# Text provided:

********

Madam Speaker, I am delighted to speak today to Bill C-59, An Act to amend the Corrections and Conditional Release Act (accelerated parole review) and to make consequential amendments to other Acts. Finally, we are arriving at the conclusion of this great saga.
I will first summarize the current situation. The procedure for parole after one-sixth of the sentence, also known as accelerated parole review, is set out in sections 119(1), 125, 126 and 126(1) of the Corrections and Conditional Release Act.
In brief, a criminal serving a sentence in a federal institution—a sentence of two or more years—can be paroled after serving one-sixth of his sentence under accelerated parole review.
According to the criteria, provided that the offender has not committed an offence involving violence related to a criminal organization, terrorism or a crime of a sexual nature or been an accomplice to such an offence, he is not subject to an order requiring him to serve at least half of the sentence for a drug-related offence. The offender must have been sentenced to a federal penitentiary for the first time and must not be likely to commit a violent offence. These are some of the criteria in the current law.
Consequently, an offender who meets all these criteria is eligible for accelerated parole review, which means that he could be released on day parole after serving six months or the equivalent of one-sixth of his sentence, whichever is longer.
This mechanism is often negatively perceived by the public, which does not understand why white collar criminals or other kinds of criminals serve only a tiny fraction of the sentence given them. This also makes the justice system seem lax. I must admit that I completely understand their position. There is good reason to question this process. People do not necessarily want tougher sentences, they just want the sentences to be enforced.
I feel that this mechanism hurts the parole system as well as the overall justice system. And it also undermines the public's confidence in our ability to protect them.
Before I go any further, I would like to provide a bit of history. The NDP and Liberal members are so surprised and outraged by what is happening today that I will tell them what led to all these events. Then they will understand that this bill did not just come out of nowhere.
It began in July 2006. Paul Coffin—I think the Liberals know him—was involved in the sponsorship scandal and was released after having served one-sixth of his 18-month sentence. This is not a question of fraud; this was pure corruption on the part of those involved in the sponsorship scandal. This is not Vincent Lacroix.
In October 2006, Jean Brault, a second person who was a main player in the sponsorship scandal and founder of Groupaction, was released on October 6, 2006. He served six months of his 30-month sentence.
In June 2007, the Bloc Québécois introduced a justice plan that included a demand for the abolition of this practice that allows fraudsters to serve only a tiny fraction of their sentence.
In December 2007, Vincent Lacroix was criminally convicted for the first time.
In August 2008, Jean Lafleur was released after having served only 7 months of his 42-month sentence. Jean Lafleur is a name that should still ring some bells.
On September 14, 2009, the Bloc Québécois asked for unanimous consent for the quick passage of Bill C-434. That was the first request.

********

# Objective a:
Gather every line in the rows below that contains the string "dark", copying each one unchanged. Matching is case-sensitive.

# Given records:
********

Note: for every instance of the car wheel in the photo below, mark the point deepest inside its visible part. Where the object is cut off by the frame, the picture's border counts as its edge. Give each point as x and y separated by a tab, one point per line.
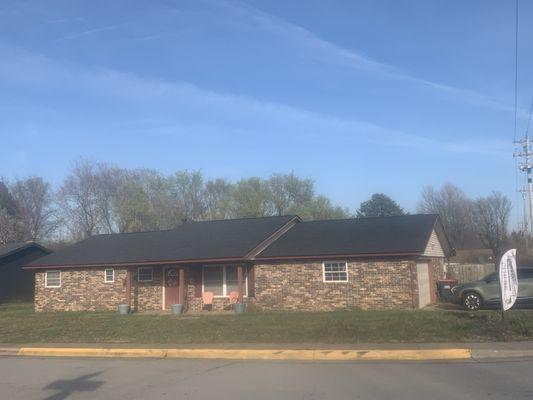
472	301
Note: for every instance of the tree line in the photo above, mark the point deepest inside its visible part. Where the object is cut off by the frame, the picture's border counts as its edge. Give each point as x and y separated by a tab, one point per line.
97	198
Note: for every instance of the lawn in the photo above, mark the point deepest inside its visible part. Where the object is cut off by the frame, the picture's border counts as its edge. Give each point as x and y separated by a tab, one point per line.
19	324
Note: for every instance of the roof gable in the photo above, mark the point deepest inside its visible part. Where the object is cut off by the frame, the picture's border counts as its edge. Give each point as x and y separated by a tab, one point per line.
401	235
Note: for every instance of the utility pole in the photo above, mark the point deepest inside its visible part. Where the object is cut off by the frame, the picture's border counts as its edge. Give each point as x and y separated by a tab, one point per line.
526	166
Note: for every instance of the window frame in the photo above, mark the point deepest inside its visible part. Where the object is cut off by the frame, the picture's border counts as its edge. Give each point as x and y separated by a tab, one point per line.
105	275
46	278
334	262
145	280
225	293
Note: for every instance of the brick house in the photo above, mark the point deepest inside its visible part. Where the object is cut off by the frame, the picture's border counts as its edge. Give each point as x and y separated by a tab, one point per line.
272	263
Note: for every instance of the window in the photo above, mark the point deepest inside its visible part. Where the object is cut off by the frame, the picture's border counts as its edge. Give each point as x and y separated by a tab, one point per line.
335	272
52	279
109	275
222	280
145	274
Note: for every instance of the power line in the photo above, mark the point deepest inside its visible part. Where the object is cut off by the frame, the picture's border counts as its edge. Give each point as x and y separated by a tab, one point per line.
516	73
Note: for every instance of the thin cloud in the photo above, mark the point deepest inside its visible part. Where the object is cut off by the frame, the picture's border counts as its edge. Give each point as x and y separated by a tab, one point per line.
328	52
93	31
226	112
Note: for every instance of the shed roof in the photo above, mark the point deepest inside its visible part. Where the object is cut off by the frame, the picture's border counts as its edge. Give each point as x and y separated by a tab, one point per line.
12	248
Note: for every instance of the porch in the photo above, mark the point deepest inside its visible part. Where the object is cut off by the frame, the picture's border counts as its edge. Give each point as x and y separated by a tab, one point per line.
157	288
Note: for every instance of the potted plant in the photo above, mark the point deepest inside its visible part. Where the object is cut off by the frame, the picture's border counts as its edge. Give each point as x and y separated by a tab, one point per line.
177	309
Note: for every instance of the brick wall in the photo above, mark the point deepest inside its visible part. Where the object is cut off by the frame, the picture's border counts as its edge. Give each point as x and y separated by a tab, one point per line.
300	286
86	290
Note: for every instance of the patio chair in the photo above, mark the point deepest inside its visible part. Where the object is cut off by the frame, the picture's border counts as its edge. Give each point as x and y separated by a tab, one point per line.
207	300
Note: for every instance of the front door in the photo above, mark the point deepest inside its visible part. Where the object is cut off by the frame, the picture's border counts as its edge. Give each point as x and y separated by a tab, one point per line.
171	287
424	287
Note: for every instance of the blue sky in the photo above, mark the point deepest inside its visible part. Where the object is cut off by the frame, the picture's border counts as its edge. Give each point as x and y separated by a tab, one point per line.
361	96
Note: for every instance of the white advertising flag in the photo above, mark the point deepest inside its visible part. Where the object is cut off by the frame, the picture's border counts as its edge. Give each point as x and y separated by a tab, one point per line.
508	279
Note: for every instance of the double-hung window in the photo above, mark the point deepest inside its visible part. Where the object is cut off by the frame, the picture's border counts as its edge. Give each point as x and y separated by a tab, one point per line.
145	274
335	271
52	279
109	275
222	280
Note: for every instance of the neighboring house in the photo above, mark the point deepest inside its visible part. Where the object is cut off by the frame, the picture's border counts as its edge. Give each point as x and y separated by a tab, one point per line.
16	284
470	265
276	262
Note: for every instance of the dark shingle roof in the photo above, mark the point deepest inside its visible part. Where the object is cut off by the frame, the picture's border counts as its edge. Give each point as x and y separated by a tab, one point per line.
222	239
11	248
379	235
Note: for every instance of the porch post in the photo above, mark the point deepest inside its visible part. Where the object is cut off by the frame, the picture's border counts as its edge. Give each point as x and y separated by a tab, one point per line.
240	283
128	287
181	293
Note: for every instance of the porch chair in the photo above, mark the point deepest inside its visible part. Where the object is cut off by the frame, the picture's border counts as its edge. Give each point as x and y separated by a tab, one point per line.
233	297
207	300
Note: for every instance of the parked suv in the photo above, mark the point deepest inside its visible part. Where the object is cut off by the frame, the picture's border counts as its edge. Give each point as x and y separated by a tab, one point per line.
486	292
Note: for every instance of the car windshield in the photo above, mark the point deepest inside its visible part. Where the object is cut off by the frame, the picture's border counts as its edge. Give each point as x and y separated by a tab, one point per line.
491	277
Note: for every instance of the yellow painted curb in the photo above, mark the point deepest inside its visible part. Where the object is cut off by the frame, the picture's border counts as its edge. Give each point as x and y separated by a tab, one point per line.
256	354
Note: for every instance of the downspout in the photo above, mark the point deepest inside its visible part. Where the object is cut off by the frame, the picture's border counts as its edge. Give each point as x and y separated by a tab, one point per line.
413	299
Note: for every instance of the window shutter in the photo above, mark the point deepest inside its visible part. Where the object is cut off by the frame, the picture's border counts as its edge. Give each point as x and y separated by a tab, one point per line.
251	281
198	281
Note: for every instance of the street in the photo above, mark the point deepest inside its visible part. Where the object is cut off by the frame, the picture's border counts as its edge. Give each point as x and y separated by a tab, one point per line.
67	378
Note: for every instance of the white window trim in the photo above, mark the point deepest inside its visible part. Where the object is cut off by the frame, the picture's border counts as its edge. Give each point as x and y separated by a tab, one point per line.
145	280
105	275
334	262
224	288
46	278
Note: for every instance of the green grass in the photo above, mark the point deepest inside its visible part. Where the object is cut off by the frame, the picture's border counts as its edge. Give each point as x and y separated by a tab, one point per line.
19	324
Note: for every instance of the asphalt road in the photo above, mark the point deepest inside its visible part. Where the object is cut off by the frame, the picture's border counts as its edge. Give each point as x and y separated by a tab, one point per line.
66	378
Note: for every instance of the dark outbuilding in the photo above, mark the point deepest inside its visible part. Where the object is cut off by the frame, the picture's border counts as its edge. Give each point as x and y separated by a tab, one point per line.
16	284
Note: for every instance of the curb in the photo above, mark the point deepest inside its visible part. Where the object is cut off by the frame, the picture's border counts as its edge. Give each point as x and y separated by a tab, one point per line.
254	354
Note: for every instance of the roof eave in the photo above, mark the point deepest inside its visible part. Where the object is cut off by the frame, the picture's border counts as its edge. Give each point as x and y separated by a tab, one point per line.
139	263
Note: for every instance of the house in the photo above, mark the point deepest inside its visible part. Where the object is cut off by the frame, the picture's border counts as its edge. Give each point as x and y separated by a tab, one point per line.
469	265
272	262
16	284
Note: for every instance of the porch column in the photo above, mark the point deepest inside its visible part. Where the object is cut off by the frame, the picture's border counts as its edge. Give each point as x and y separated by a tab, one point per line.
240	283
128	287
181	293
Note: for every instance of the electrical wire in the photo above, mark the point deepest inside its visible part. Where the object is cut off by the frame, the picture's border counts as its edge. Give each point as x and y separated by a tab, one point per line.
516	73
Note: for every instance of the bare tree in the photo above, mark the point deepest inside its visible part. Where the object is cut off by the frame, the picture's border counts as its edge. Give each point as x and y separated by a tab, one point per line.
217	199
288	192
455	210
81	201
491	217
188	189
9	228
33	201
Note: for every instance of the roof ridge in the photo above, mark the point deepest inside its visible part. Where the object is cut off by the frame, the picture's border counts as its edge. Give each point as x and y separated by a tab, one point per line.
188	222
243	218
376	217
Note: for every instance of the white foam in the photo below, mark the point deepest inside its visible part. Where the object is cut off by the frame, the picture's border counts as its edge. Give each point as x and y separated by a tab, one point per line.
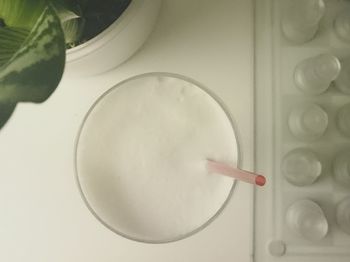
141	158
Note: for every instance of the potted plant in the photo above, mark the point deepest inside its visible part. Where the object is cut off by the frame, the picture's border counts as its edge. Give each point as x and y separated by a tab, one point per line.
34	36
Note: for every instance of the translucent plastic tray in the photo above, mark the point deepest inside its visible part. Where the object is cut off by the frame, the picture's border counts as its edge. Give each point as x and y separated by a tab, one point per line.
276	97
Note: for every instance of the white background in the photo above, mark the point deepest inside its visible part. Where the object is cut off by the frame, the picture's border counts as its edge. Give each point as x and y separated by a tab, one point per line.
42	216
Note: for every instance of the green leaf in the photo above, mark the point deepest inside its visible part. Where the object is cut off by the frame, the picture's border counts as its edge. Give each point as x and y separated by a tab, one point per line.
21	13
35	70
11	40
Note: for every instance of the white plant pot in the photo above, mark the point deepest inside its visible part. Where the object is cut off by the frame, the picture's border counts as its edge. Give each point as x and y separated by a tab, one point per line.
116	43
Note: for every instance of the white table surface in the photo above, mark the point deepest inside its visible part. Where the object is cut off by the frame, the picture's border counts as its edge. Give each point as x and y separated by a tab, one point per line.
42	216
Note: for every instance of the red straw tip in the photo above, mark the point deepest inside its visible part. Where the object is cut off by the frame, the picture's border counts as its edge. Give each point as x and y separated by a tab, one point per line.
260	180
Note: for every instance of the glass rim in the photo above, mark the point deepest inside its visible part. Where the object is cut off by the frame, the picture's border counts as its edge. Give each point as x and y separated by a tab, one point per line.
234	182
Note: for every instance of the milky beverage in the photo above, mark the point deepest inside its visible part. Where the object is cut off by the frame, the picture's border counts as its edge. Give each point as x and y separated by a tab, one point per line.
141	158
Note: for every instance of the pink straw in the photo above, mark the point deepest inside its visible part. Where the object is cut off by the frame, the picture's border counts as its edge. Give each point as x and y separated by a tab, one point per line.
246	176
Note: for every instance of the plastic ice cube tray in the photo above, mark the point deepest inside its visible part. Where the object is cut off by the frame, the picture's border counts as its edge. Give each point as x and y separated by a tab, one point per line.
302	137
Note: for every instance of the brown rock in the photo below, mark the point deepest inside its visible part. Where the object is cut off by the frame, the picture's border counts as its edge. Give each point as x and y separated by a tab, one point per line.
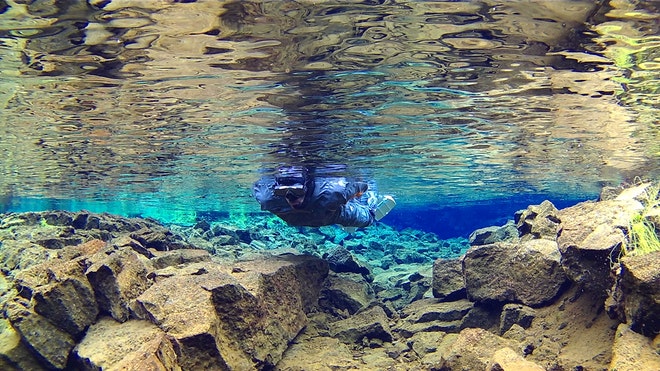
346	292
118	278
368	325
528	272
634	352
182	307
14	355
430	315
506	359
51	344
448	283
591	237
472	349
539	221
133	345
640	285
176	257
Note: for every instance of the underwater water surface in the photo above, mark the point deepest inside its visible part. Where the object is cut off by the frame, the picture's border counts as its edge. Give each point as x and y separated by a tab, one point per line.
464	111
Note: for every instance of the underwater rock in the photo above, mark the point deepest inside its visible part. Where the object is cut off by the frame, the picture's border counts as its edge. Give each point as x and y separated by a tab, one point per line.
133	345
341	260
118	278
51	344
632	351
640	285
14	354
515	314
448	283
348	292
365	326
527	272
506	359
403	284
177	257
431	315
488	235
538	221
472	349
591	238
60	292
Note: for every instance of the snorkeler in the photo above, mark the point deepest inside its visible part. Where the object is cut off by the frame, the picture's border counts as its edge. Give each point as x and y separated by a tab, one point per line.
301	199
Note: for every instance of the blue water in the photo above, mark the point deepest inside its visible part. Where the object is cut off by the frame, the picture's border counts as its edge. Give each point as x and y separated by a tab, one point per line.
446	221
464	111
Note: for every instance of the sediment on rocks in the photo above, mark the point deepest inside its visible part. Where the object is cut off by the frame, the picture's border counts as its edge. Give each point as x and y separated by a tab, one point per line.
97	291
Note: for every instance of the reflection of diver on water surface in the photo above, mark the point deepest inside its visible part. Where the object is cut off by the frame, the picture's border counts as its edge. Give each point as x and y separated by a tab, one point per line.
301	198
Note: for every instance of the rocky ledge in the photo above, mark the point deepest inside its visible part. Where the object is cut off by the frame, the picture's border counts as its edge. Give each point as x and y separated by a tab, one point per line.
547	291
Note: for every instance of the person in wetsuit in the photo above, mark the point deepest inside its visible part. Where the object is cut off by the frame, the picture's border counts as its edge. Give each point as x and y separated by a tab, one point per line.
304	200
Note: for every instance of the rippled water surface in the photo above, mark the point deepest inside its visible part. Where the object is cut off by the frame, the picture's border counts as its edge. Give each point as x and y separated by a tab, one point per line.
169	106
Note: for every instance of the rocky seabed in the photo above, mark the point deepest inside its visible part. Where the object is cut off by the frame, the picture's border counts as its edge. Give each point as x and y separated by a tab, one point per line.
547	291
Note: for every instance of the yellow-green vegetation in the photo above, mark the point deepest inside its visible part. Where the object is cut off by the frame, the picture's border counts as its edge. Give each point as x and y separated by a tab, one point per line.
642	235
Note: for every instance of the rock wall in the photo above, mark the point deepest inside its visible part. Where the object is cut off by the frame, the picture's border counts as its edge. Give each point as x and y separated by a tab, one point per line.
546	291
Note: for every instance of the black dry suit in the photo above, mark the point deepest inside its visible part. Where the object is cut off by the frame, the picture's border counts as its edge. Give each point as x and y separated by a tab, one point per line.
327	201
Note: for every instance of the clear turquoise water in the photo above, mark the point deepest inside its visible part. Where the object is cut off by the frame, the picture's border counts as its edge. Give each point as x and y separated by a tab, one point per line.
464	111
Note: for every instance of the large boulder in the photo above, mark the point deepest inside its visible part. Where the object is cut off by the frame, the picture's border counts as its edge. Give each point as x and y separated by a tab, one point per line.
59	292
538	221
348	292
591	237
134	345
431	315
371	324
118	277
478	349
632	351
238	317
49	343
527	272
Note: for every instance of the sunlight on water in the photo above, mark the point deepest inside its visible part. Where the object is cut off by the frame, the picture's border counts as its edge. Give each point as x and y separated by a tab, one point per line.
179	106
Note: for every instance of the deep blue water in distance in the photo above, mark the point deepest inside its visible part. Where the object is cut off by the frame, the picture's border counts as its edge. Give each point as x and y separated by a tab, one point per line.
446	221
460	221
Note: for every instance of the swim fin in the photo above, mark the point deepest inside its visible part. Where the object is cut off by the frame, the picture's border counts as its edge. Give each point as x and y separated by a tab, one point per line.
384	207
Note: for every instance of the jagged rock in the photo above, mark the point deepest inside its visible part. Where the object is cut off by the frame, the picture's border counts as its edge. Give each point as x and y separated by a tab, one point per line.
176	257
640	286
118	278
506	359
423	343
61	293
328	354
133	345
182	307
159	238
431	315
235	317
404	284
16	255
369	324
633	352
528	272
472	349
51	344
341	260
14	354
515	314
448	283
488	235
347	292
591	238
538	221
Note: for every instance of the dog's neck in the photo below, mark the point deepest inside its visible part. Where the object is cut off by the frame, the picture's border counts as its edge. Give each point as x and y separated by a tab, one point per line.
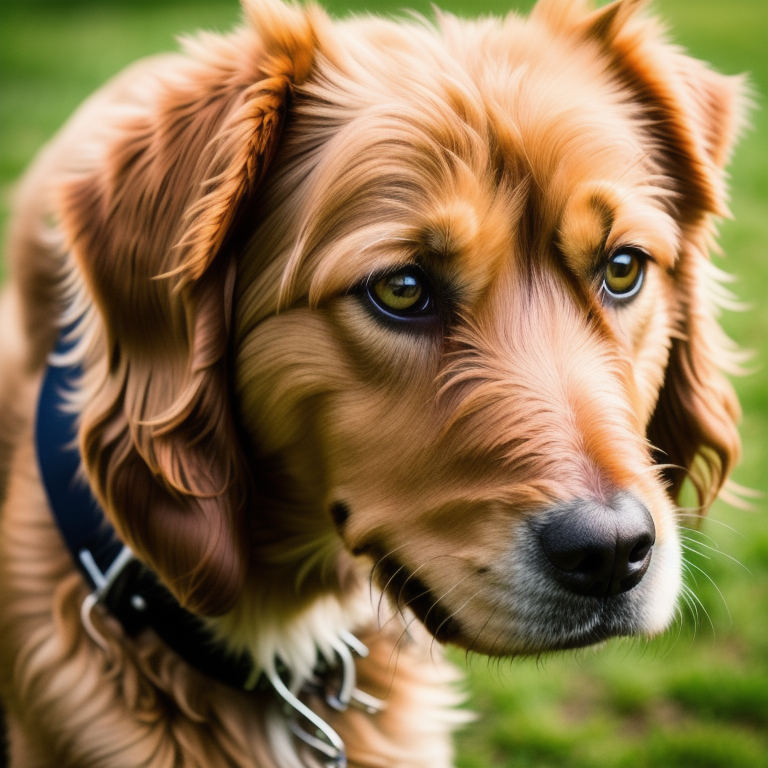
296	652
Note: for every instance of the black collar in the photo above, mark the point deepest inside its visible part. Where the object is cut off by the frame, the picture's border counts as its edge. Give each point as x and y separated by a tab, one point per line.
133	593
129	589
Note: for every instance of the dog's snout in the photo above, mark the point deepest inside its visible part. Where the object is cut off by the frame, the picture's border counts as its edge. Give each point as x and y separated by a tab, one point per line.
599	550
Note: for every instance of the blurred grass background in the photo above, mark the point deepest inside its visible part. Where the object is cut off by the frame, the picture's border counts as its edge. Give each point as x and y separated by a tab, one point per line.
697	697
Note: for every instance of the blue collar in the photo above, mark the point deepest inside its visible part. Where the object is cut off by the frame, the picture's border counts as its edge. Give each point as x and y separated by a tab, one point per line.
129	589
134	595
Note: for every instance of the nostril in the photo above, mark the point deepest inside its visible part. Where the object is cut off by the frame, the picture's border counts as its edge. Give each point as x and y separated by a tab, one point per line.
598	550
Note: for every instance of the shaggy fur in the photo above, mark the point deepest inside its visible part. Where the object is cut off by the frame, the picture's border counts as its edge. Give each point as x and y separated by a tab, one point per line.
278	448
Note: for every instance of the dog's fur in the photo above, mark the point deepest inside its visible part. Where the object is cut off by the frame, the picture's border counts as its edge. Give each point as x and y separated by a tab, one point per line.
274	447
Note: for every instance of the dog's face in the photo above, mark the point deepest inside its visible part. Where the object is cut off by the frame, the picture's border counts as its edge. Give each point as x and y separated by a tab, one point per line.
441	315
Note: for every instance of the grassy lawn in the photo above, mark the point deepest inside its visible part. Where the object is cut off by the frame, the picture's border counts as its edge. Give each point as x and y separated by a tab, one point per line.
697	697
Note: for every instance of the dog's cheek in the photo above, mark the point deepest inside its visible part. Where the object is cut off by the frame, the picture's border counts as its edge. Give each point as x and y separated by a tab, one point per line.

********

# Objective b:
Answer these from the speech on Bill C-59:
(i) How many months of his 30-month sentence did Jean Brault serve?
(ii) In what month and year did the Bloc Québécois introduce its justice plan?
(iii) For which bill did the Bloc Québécois ask unanimous consent on September 14, 2009?

# Worked answer a:
Note: for every instance of the dark shingle roof in the photo above, mark the point deepest inside its visible part. Where the object is cut off by the frame, the picture's border counts as its edge. Give each point as x and y separated by a tab, one point per line.
Note: for every instance of the dark outbuilding in the photo above, mark the point deepest inside its visible part. Where the object is cut off by the frame, the picture's border counts as its edge. Give each point as x and y separated by a tab, one point per line.

# Worked answer b:
(i) Six months
(ii) June 2007
(iii) Bill C-434